### [WHAT TO PRODUCE]
Hand back the entries below exactly.

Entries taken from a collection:
-- Opening Marker --

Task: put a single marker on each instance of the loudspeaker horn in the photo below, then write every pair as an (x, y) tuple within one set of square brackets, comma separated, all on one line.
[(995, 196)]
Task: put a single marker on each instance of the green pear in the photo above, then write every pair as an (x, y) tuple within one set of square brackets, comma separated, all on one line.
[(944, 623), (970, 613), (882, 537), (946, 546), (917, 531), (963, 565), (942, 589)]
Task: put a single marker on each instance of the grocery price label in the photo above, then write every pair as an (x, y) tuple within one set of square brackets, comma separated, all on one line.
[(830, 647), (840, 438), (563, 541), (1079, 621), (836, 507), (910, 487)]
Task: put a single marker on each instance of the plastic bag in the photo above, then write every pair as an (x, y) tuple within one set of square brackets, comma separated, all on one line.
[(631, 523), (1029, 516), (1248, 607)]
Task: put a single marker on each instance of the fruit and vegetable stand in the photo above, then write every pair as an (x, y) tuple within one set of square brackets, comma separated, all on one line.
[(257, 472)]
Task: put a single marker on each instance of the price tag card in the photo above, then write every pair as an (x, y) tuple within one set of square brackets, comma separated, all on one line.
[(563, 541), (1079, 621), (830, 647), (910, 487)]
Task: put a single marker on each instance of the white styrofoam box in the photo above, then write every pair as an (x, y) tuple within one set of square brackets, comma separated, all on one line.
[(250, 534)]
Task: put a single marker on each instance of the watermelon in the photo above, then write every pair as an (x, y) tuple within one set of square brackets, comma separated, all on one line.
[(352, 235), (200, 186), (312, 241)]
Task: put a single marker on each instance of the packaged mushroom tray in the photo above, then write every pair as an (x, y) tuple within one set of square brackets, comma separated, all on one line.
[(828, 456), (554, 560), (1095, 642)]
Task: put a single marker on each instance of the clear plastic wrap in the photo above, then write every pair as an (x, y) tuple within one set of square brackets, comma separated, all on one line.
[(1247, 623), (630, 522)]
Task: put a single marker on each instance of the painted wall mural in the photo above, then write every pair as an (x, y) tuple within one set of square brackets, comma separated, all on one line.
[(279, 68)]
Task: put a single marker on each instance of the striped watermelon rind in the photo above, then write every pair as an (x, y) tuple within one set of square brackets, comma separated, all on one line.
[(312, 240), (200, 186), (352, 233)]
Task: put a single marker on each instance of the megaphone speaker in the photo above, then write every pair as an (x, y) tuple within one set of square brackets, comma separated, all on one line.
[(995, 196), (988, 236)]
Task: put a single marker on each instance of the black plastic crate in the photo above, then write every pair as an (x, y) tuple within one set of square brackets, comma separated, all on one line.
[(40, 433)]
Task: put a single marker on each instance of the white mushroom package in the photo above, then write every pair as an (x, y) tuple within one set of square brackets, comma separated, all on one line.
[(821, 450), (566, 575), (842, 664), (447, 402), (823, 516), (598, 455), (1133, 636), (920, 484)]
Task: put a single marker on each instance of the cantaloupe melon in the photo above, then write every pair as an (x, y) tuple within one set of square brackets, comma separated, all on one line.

-- Closing Marker --

### [OUTPUT OF THE TASK]
Task: put a single marker on each instance of the loudspeaker horn in the photo below, then write every pair as an (x, y) tuple within one set of square brackets, comma separated, all on one line.
[(995, 196)]
Task: put a single marker on each instance of the green pear in the photo above, then write every pair as an (x, y) tuple within one set of square brackets, comma separated, all on one line.
[(944, 623), (970, 613), (882, 537), (946, 546), (917, 531), (963, 565), (942, 589)]
Task: put a single marker on each instance of the grocery price label in the photo above, then write every pair as an (x, y) tuple within one set of square brackets, comma separated, all on one line.
[(830, 647), (840, 438), (563, 541), (1079, 621), (836, 507), (910, 487)]
Task: put a single marker on each instance of the plastic bag in the photo above, then write every pair as an (x, y) tuple within one set of square brackets, comma separated, all on one line.
[(631, 523), (1029, 516), (1248, 607)]
Task: put a single marker on each instance of the fruit and vegetable stand in the photo above, then write every pair as an (x, y) tuple within one set of square brackets, comma separated, all on one line.
[(257, 472)]
Task: put a single marker on each instance of the price tag card in the photo above, then write every pair as an (x, y) tuple within one set of square brackets, comma separated, all on one line.
[(563, 541), (1079, 621), (830, 647), (910, 487)]
Task: put a single marker on each instance of the white styrofoam box in the photo above, then write every pair as an (x, y) tuple within one set of square brackets, comma separated, all on one line.
[(250, 534)]
Task: put a single marker on each instance of the watermelon in the photo above, then write every pair as an (x, y) tuple within one set of square brackets, comma separated, all on one line.
[(352, 235), (200, 186), (312, 241)]
Task: put a single marker on each instance of the packaged mushroom tray in the photo above, then write every pair as an (x, y) tuple within one set of square brackets, comma separated, all on one line.
[(828, 456), (554, 560), (1095, 642)]
Task: put a single marker on each instance of the clear plastic wrap in the photo above, then write every pair as an (x, y) tuple within one set of square brackets, comma separated, all on one line.
[(1247, 623), (630, 522)]
Task: put a single marker on each instance of the painted wall mural in the photo above, then write every pair as an (x, y) tuple within one set of square brackets, comma separated, all on one line.
[(279, 68)]
Task: put a single marker on each instance of the striped watermelon rind in the photo above, then write every pair as an (x, y) tuple within one set of square brackets, comma separated, all on one line.
[(312, 240), (200, 186), (352, 233)]
Task: put a single marker on each instance of the megaphone speaker in the photo above, then write every pair as an (x, y) tuple within one set of square brackets, comma separated, all on one line.
[(995, 196), (988, 236)]
Task: put a single marker on each instance of the black plastic crate in the photo above, then write every pair as an (x, y) tuple within one set of square brackets, comma separated, all on one line.
[(40, 433)]
Task: put a single marker on each instance of the white mushroom package in the photo above, then write every pair as an (x, y) tuple within one set of square brackets, comma separated, all on one line.
[(821, 450), (566, 575), (842, 664), (447, 402), (823, 516), (598, 455), (1133, 636), (920, 484)]
Task: put a single marker on each instance of the cantaloupe melon in the photo above, then write every pair as an (x, y) tuple within one set of square brackets, comma separated, all on one line.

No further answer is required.